*** MATERIAL FOR THIS TASK ***
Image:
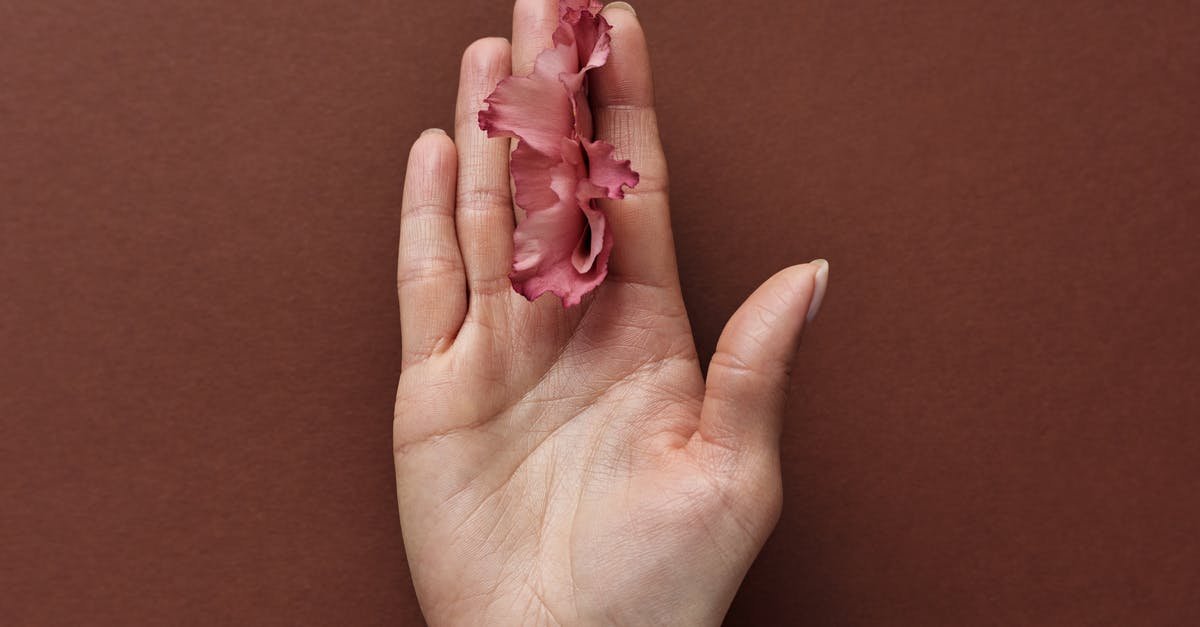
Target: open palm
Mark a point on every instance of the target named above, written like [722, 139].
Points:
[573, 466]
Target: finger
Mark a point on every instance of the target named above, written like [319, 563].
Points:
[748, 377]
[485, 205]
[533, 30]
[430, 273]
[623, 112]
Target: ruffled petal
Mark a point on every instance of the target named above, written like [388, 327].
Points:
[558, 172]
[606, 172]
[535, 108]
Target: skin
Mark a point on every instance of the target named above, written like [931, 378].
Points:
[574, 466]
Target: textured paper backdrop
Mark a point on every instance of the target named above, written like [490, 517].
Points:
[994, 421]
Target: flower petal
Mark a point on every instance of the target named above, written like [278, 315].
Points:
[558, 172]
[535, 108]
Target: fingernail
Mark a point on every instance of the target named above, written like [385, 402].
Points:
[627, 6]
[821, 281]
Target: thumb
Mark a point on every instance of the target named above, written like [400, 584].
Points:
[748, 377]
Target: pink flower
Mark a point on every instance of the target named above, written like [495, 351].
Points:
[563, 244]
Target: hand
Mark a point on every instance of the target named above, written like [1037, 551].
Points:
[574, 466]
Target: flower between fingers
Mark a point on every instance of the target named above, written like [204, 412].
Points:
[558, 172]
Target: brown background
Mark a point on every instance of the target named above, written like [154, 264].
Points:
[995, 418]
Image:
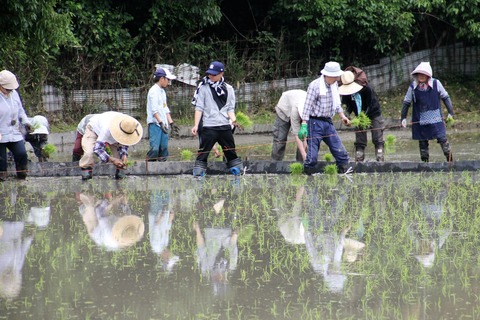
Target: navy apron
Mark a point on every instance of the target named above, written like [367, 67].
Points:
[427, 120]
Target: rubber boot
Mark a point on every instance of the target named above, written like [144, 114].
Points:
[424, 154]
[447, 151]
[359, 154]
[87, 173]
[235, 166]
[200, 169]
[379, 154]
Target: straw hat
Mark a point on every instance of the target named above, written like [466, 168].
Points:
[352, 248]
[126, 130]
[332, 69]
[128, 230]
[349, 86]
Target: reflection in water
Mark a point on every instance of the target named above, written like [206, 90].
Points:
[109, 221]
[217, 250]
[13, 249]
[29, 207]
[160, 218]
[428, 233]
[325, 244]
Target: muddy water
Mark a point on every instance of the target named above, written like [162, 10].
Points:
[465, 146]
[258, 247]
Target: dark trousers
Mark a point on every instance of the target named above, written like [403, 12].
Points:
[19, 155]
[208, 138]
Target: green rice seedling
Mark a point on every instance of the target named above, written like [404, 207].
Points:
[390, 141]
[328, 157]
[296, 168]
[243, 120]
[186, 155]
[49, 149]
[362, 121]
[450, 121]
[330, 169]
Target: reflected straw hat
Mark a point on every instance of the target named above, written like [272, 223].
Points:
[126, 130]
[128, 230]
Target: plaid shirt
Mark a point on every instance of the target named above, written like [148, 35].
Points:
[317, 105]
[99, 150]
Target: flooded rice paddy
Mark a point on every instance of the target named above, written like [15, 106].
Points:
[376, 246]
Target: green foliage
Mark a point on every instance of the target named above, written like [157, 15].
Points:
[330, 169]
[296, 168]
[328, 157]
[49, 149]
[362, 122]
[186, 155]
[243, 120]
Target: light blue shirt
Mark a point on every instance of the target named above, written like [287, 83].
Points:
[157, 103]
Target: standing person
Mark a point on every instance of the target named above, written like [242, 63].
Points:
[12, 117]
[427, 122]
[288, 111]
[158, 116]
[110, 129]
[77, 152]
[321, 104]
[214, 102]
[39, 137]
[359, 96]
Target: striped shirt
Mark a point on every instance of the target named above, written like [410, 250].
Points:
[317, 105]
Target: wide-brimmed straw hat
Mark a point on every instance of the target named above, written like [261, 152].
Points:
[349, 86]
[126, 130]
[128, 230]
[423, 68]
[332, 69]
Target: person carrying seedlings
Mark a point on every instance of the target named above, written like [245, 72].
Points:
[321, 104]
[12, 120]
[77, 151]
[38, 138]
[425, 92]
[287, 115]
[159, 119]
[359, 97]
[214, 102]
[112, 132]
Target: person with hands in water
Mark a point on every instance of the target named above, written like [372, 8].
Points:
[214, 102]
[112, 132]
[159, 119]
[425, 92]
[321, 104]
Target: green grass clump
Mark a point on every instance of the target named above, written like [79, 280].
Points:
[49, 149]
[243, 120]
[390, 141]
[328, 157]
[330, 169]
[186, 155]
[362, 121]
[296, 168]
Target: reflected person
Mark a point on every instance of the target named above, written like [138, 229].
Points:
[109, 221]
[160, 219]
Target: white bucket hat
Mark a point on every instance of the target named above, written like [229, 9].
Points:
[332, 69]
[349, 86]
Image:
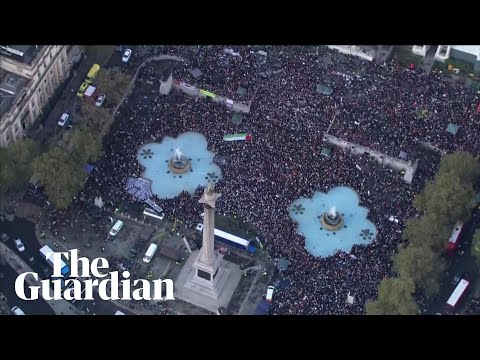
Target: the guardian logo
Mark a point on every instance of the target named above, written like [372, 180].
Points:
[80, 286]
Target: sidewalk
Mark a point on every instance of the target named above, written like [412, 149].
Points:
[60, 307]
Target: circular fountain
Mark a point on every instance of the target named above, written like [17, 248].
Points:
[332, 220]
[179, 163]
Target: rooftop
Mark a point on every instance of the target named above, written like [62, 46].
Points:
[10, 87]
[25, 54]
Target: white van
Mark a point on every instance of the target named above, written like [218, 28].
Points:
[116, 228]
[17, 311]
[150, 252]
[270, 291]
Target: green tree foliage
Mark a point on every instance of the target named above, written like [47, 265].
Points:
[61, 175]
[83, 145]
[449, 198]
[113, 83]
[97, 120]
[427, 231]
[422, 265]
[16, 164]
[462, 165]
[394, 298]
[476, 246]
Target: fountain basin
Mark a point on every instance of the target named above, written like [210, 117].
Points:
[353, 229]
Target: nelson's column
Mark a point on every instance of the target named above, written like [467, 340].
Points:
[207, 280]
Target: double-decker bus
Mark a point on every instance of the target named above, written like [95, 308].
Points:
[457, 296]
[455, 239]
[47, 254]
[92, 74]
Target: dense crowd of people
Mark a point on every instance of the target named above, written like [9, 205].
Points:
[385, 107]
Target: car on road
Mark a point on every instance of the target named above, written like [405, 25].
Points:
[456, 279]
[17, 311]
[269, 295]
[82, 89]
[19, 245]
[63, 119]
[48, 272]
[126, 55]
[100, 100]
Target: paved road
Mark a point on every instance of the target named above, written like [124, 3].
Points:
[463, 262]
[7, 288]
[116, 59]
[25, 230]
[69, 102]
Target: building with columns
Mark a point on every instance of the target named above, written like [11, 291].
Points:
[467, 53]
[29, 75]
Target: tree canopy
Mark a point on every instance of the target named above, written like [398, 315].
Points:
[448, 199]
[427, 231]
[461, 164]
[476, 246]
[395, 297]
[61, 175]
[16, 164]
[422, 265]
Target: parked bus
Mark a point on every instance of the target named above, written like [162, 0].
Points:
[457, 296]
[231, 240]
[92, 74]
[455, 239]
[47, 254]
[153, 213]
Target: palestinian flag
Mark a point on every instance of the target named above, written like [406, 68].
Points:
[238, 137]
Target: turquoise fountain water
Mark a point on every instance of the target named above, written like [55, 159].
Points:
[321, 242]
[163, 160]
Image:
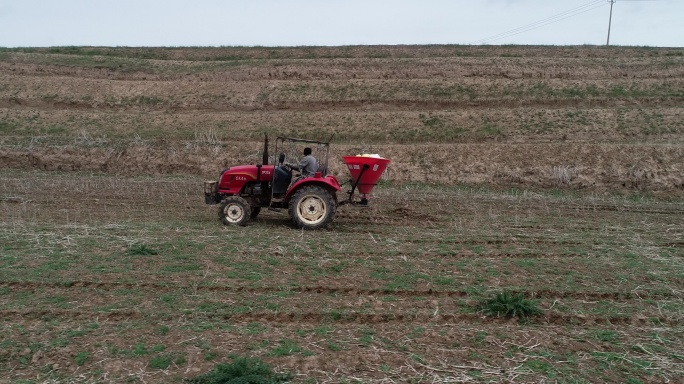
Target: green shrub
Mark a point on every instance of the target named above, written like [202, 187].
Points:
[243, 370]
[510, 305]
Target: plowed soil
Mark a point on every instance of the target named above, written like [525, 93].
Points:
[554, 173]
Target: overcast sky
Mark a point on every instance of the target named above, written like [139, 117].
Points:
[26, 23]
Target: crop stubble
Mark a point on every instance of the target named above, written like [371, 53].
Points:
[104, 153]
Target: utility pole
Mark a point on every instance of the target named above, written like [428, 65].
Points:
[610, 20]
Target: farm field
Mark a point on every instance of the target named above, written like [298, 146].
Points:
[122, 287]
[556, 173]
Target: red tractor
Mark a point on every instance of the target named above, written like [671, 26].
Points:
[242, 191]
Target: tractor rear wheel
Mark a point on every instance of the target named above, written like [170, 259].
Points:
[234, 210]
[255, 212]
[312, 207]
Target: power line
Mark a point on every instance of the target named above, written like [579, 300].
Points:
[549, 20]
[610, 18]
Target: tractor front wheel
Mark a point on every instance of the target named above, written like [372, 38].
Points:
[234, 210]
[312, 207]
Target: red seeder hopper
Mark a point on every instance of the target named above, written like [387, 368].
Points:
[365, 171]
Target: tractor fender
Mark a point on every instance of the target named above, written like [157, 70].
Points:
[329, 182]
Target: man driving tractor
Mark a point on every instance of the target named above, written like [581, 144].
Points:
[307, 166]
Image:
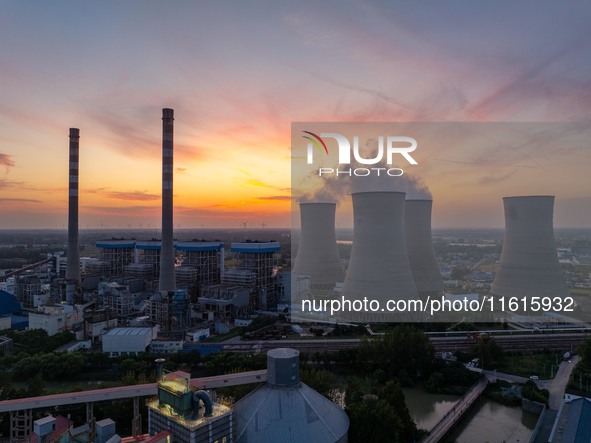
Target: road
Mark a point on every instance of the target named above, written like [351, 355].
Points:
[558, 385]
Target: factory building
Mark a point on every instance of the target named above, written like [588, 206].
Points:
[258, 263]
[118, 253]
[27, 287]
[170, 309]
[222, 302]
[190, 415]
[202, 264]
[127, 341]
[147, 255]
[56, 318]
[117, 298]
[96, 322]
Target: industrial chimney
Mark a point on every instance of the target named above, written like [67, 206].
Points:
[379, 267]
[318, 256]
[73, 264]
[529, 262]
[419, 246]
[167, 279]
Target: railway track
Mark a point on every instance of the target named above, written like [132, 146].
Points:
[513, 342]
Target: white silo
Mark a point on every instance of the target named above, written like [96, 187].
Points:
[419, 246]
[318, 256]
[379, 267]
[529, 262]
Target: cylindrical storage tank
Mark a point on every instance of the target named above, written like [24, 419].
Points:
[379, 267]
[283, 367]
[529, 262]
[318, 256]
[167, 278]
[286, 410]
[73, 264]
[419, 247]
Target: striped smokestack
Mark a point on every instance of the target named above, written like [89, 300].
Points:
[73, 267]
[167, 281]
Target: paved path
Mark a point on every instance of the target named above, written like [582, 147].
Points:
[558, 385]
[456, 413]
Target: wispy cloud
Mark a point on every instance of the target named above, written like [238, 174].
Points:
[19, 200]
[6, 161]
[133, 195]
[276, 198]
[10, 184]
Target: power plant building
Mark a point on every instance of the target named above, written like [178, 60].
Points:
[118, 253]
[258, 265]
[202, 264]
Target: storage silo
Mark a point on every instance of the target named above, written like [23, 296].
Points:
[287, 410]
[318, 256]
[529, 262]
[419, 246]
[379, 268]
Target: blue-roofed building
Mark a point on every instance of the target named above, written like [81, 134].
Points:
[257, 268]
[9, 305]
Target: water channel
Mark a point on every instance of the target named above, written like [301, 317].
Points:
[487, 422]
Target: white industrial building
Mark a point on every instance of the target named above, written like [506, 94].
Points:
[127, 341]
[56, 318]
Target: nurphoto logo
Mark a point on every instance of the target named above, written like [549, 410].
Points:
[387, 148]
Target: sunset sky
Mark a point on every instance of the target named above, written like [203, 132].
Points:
*** End of MATERIAL FOR THIS TASK ***
▶ **ASSIGNED TASK**
Exactly and only the lines from the one containing "like [132, 146]." to the end of the entries above are to be written out.

▶ **ANSWER TO THE EXERCISE**
Mark a point on every instance of the target named above, written like [132, 146].
Points:
[513, 342]
Target: white silo
Mark a point on every instance of the target named above, written like [96, 187].
Points:
[419, 246]
[318, 256]
[379, 267]
[529, 262]
Target: cylindrical storage tank
Mark a point on every instance of the target named above, written like [24, 419].
Points:
[379, 267]
[283, 367]
[529, 262]
[318, 256]
[167, 278]
[286, 410]
[73, 264]
[419, 247]
Target: striped smokestack
Mark a point on every instance of the target named above, written like [89, 300].
Points:
[73, 267]
[167, 281]
Target: paved path
Mark a point on every instance of the target named above, written like [582, 147].
Points:
[558, 385]
[456, 413]
Target: wispy cloud
Mark a point on every instance of the target named above, written like [238, 174].
Points:
[19, 200]
[6, 161]
[133, 195]
[276, 198]
[10, 184]
Target: power plant building
Mark a point on every instance of the target named above, written like [178, 60].
Points:
[118, 253]
[258, 265]
[202, 264]
Target: storage silo
Mark a point on every instance of the target named above, written like [23, 296].
Points:
[287, 410]
[318, 256]
[529, 262]
[419, 246]
[379, 268]
Target: blue-roofed building
Mark a point on every instance of the target named above, written like [81, 134].
Points:
[257, 268]
[9, 305]
Target: water channel
Mark a point on every instance of the target named above, written like [301, 317].
Points:
[487, 422]
Target: white industrial building
Mark a point on every instance of the target named above, written like [506, 94].
Points:
[127, 341]
[56, 318]
Target: nurphoto logo
Mark a point on every instance of the target named above, written like [549, 410].
Points:
[387, 148]
Target: sunset sky
Mark a point on every instance of the target named above, written like [203, 132].
Points:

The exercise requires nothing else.